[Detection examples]
------------------------------

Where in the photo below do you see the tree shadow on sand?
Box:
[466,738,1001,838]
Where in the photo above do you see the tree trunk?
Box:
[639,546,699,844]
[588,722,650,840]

------------------------------

■ To be done
Rewrite all of the records above, substituting "palm" for "tree" wherever it occurs and leaving everything else unchanged.

■ Written reply
Where in the photo below do you see the palm shadow on sand?
Box:
[466,738,1001,838]
Where in the photo above do you see the palm trunk?
Box:
[639,546,699,844]
[588,722,650,840]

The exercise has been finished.